How acceptance of evolution relates to understanding of evolution remains controversial despite decades of research. It even remains unclear whether cultural/attitudinal factors or cognitive factors have a greater impact on student ability to learn evolutionary biology. This study examined the influence of cultural/attitudinal factors (religiosity, acceptance of evolution, and parents’ attitudes towards evolution) and cognitive factors (teleological reasoning and prior understanding of natural selection) on students’ learning of natural selection over a semester-long undergraduate course in evolutionary medicine.

Method

Pre-post course surveys measured cognitive factors, including teleological reasoning and prior understanding of natural selection, and also cultural/attitudinal factors, including acceptance of evolution, parent attitudes towards evolution, and religiosity. We analyzed how these measures influenced increased understanding of natural selection over the semester.

=== EXERCISE SET ===
**1)** Name every cultural/attitudinal factor that the study summary lists.
**2)** Extract the study summary's wording from "How acceptance of" to "in evolutionary medicine.".
**3)** In one to three sentences, explain why the study in the study summary looked at both cultural/attitudinal and cognitive factors.
The material that follows has no connection to the study summary.

=== SUPPLIED RECORDS ===
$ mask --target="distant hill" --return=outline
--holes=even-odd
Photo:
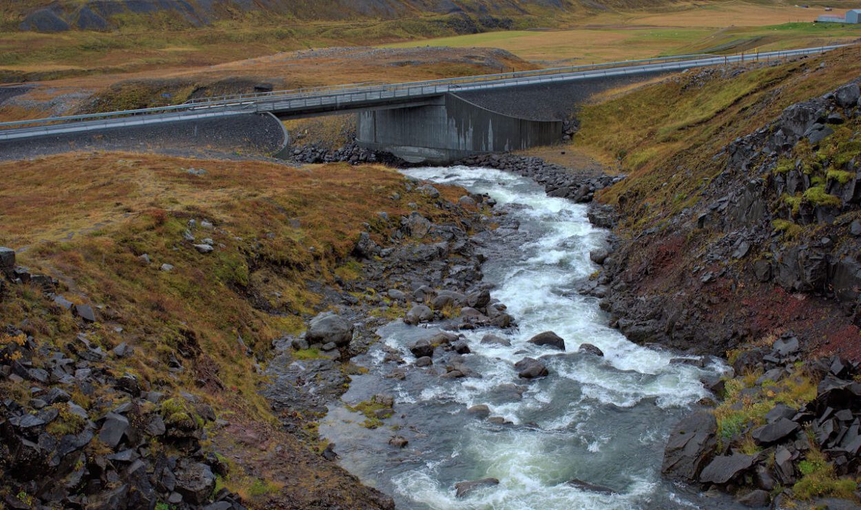
[[[258,17],[269,22],[391,20],[461,16],[480,28],[505,28],[511,18],[552,19],[567,12],[638,7],[665,0],[21,0],[0,7],[8,28],[38,32],[111,30],[168,23],[201,27]]]

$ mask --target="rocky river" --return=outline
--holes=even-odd
[[[487,194],[507,213],[474,241],[487,258],[484,282],[517,327],[461,332],[466,348],[437,347],[424,367],[410,346],[450,329],[446,320],[380,328],[382,340],[354,358],[367,372],[352,376],[320,423],[341,465],[399,508],[734,506],[661,479],[670,429],[709,396],[703,382],[723,365],[629,342],[607,326],[597,298],[576,291],[598,270],[590,252],[610,235],[590,224],[587,207],[498,170],[406,173]],[[563,350],[527,342],[547,331],[564,339]],[[409,363],[406,370],[387,357],[393,351]],[[524,358],[548,375],[518,376]],[[444,376],[452,364],[467,376]],[[369,427],[350,406],[378,395],[393,398],[394,414]]]

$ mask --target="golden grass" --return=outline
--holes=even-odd
[[[850,3],[838,12],[861,7]],[[859,35],[855,27],[833,25],[812,32],[804,26],[825,14],[821,5],[801,9],[776,3],[714,2],[671,3],[640,10],[608,10],[582,16],[570,28],[546,31],[492,32],[410,40],[393,47],[449,46],[497,47],[530,61],[582,65],[660,55],[695,53],[726,47],[726,52],[754,47],[786,49],[848,42]]]
[[[190,175],[189,167],[208,173]],[[406,191],[400,173],[380,166],[295,169],[97,153],[4,163],[0,171],[6,176],[0,182],[0,245],[29,246],[22,264],[59,278],[59,293],[67,297],[107,306],[103,314],[124,332],[98,327],[102,345],[131,341],[140,353],[126,371],[186,389],[203,381],[217,408],[263,420],[271,416],[257,393],[262,379],[237,338],[264,353],[273,339],[300,330],[298,314],[313,313],[319,302],[306,283],[332,284],[338,267],[355,273],[355,264],[342,261],[362,223],[371,223],[372,237],[385,242],[387,227],[376,212],[398,217],[416,202],[429,217],[457,221]],[[395,192],[398,200],[391,198]],[[217,230],[194,231],[198,239],[215,241],[214,253],[201,255],[183,240],[189,219],[215,224]],[[77,233],[68,239],[69,233]],[[152,264],[140,261],[144,253]],[[162,264],[173,271],[159,271]],[[50,308],[28,289],[15,287],[0,303],[0,315],[15,323],[28,317],[40,339],[60,341],[70,327],[65,315],[40,312]],[[271,297],[272,289],[281,297]],[[252,306],[247,297],[258,291],[275,314]],[[165,379],[164,364],[180,345],[198,354],[177,378]]]
[[[697,200],[704,179],[722,169],[712,157],[731,140],[790,104],[856,78],[861,72],[858,52],[850,47],[701,86],[681,77],[586,105],[573,146],[602,162],[621,165],[631,178],[605,190],[601,200],[616,202],[624,196],[628,217],[648,223]],[[820,68],[820,62],[825,66]]]

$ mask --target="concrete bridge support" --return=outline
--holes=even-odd
[[[561,139],[561,121],[507,115],[454,94],[429,103],[360,113],[356,142],[412,163],[445,164],[477,153],[550,145]]]

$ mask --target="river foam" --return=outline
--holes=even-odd
[[[344,400],[394,395],[397,433],[410,445],[395,451],[387,445],[393,431],[360,430],[355,414],[332,408],[320,432],[337,443],[342,464],[392,494],[399,508],[732,507],[660,478],[670,427],[709,395],[702,380],[722,367],[717,362],[706,369],[671,363],[672,353],[629,342],[607,326],[597,300],[573,292],[579,281],[599,270],[590,251],[607,242],[608,233],[587,221],[585,206],[548,197],[528,178],[496,170],[422,168],[406,173],[487,193],[498,208],[518,205],[508,208],[519,228],[500,228],[486,239],[488,260],[483,266],[486,282],[495,285],[492,295],[505,303],[518,327],[463,332],[473,352],[467,356],[469,366],[480,378],[443,379],[414,369],[405,380],[394,381],[383,376],[381,348],[372,349],[358,360],[369,373],[354,377]],[[527,343],[543,331],[565,339],[567,353],[548,359],[548,377],[524,382],[514,363],[556,352]],[[413,358],[407,346],[428,330],[395,321],[378,333],[409,361]],[[511,345],[480,344],[488,333]],[[583,343],[599,347],[604,358],[576,354]],[[525,389],[522,398],[512,385]],[[465,413],[476,404],[487,405],[492,415],[514,425],[492,425]],[[455,482],[487,476],[499,484],[455,497]],[[616,494],[566,483],[573,478],[608,486]]]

=== EXPECTED RESULTS ===
**1)** Religiosity, acceptance of evolution, and parents' attitudes towards evolution.

**2)**
How acceptance of evolution relates to understanding of evolution remains controversial despite decades of research. It even remains unclear whether cultural/attitudinal factors or cognitive factors have a greater impact on student ability to learn evolutionary biology. This study examined the influence of cultural/attitudinal factors (religiosity, acceptance of evolution, and parents’ attitudes towards evolution) and cognitive factors (teleological reasoning and prior understanding of natural selection) on students’ learning of natural selection over a semester-long undergraduate course in evolutionary medicine.

**3)** It is still unclear whether cultural/attitudinal factors or cognitive factors have a greater impact on students' ability to learn evolutionary biology. The study therefore examined how both kinds of factors influenced students' learning of natural selection over the course.